## Collected data
►
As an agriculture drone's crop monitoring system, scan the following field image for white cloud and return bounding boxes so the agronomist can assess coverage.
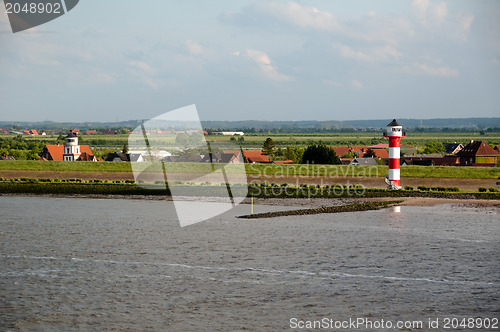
[457,14,474,41]
[258,1,339,32]
[404,63,459,77]
[186,40,205,55]
[412,0,448,27]
[92,72,114,84]
[129,61,155,75]
[350,79,363,90]
[338,44,372,62]
[336,44,402,63]
[243,49,292,82]
[128,61,160,89]
[229,2,413,45]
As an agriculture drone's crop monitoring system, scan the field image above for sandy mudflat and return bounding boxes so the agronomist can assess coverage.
[2,193,499,210]
[239,196,500,209]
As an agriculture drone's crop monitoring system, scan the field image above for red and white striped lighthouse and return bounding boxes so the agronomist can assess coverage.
[384,119,405,190]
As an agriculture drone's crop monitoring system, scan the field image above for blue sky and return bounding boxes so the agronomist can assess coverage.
[0,0,499,122]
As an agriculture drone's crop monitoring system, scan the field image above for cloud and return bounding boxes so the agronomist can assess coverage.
[129,61,155,75]
[257,1,340,32]
[404,63,459,77]
[240,49,292,82]
[350,79,363,90]
[186,40,205,55]
[412,0,448,27]
[457,14,474,41]
[223,2,413,45]
[338,44,372,62]
[92,72,114,84]
[128,61,160,89]
[336,44,402,63]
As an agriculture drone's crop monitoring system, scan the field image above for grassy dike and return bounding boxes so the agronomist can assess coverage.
[1,181,499,200]
[0,160,499,178]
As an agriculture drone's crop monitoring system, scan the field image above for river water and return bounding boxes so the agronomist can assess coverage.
[1,196,499,331]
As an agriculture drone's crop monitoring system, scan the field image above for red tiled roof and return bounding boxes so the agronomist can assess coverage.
[77,152,95,161]
[371,149,389,159]
[457,141,499,157]
[330,146,351,157]
[330,146,368,157]
[273,160,293,164]
[243,150,270,163]
[42,144,95,161]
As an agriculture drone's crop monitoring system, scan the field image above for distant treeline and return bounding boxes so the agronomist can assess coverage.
[2,117,500,131]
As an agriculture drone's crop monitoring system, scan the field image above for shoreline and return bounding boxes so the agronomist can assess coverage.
[2,192,499,209]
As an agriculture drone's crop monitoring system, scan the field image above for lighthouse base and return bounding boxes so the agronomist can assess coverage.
[385,174,402,190]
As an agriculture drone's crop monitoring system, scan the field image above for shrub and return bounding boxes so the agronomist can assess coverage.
[404,186,414,191]
[488,187,498,192]
[417,186,429,191]
[271,182,279,187]
[478,187,487,192]
[309,184,316,190]
[125,179,135,184]
[281,183,289,187]
[447,187,460,192]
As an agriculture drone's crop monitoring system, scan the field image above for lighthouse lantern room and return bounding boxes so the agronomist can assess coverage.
[63,132,81,161]
[384,119,405,190]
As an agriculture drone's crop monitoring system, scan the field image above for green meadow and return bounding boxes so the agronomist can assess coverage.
[0,160,498,179]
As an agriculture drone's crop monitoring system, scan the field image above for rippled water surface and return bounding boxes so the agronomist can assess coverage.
[1,196,499,331]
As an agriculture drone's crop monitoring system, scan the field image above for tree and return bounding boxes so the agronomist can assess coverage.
[342,151,356,159]
[364,148,376,158]
[122,144,128,154]
[301,143,340,165]
[262,137,275,156]
[421,141,445,155]
[284,147,296,162]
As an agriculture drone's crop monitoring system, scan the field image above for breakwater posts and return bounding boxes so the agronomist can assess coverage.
[237,200,403,219]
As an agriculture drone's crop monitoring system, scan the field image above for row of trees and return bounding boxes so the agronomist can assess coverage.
◄
## TASK GOAL
Every line above should be transcribed word for word; leave the pictures out.

## RESPONSE TO THE TASK
As an agriculture drone's crop monitoring system, scan the following field image for white cloud and return bounding boxes so the agronomist can assess coverage.
[457,14,474,41]
[258,1,339,32]
[404,63,459,77]
[186,40,205,55]
[412,0,448,27]
[92,72,114,84]
[129,61,155,75]
[350,79,363,90]
[338,44,372,62]
[336,44,402,63]
[243,49,292,82]
[128,61,160,89]
[229,2,413,45]
As an agriculture drone's crop monitoring system, scan the field image above for sandy mudflat and return bounding boxes so the agronomist can assess coverage.
[2,193,499,210]
[239,196,500,209]
As an agriculture drone's crop monitoring system, scan the field image above for red and white striped lighthouse and return bounding boxes so the agronomist can assess coverage.
[384,119,405,190]
As an agriculture drone's crop monitoring system, scan the field image above for blue sky and return bounding boxes so the agronomist can assess coverage.
[0,0,499,122]
As an agriculture drone's crop monitoring system, scan the field image above for cloud and return bounding boxes so the agronomist can assess coverage.
[129,61,155,75]
[257,1,340,32]
[404,63,459,77]
[240,49,292,82]
[350,79,363,90]
[186,40,205,55]
[412,0,448,27]
[457,14,474,41]
[223,2,413,45]
[338,44,372,62]
[92,72,114,84]
[128,61,160,89]
[336,44,402,63]
As an agriculture drone's crop monitoring system, scan the field image above for grassy dike and return bounding boxes so the agronomist can assess coverage.
[1,181,499,200]
[0,160,499,178]
As an agriculture drone's crop monitoring system, scan the field image above for river water and return bounding boxes so the agronomist can assess coverage.
[1,196,499,331]
As an agriculture drone's crop monitoring system, scan the field image above for red tiled roof and return bounding boxes so the agronomist can assess coverage.
[77,152,95,161]
[371,149,389,159]
[457,141,499,157]
[330,146,351,157]
[330,146,368,157]
[273,160,293,164]
[243,150,270,163]
[42,144,95,161]
As an agriculture drone's crop monitoring system, scan the field image above for distant treeline and return bounding boxes so the agronomist can assess coverage.
[2,117,500,131]
As an agriculture drone's crop monitoring system, scan the field image above for shoreline and return bounding boxes so the agronomist can assess coverage.
[2,192,499,209]
As an agriculture drone's crop monitoring system, scan the field image above for lighthouse base and return bounding boxes so the agronomist can assess coverage.
[385,174,402,190]
As an agriculture drone's crop monitoring system, scan the field image above for shrub and return bounding boxes so the agronomist can assess coverage.
[404,186,414,191]
[488,187,498,192]
[417,186,429,191]
[271,182,279,187]
[478,187,487,192]
[309,184,316,190]
[125,179,135,184]
[281,183,289,187]
[447,187,460,192]
As an agriculture drone's crop monitoring system, scan the field image above for lighthouse lantern room and return bounding boxes so the agronomist can assess coverage.
[63,132,81,161]
[384,119,405,190]
As an agriculture drone's crop monitoring system, scan the field image above for green meadow and return bounding boxes so the agronomist can assess coverage.
[0,160,498,179]
As an agriculture drone's crop monitoring system, scan the field image above for rippled water surface and return bounding boxes so the agronomist can assess coverage.
[1,196,499,331]
As an agriculture drone's crop monitoring system, scan the field image above for tree and return bounding boxes so the agronomist can assess coverage.
[342,151,356,159]
[364,148,376,158]
[122,144,128,154]
[301,143,340,165]
[262,137,275,156]
[421,141,445,155]
[284,147,296,162]
As an agriculture drone's crop monitoring system, scan the field image above for breakwater posts and return bounding boxes so the agronomist can assess coverage.
[237,200,403,219]
As an agriculture drone's crop monitoring system, scan the field image above for row of trees and return bounding boxes so the agronomist can assess coverage.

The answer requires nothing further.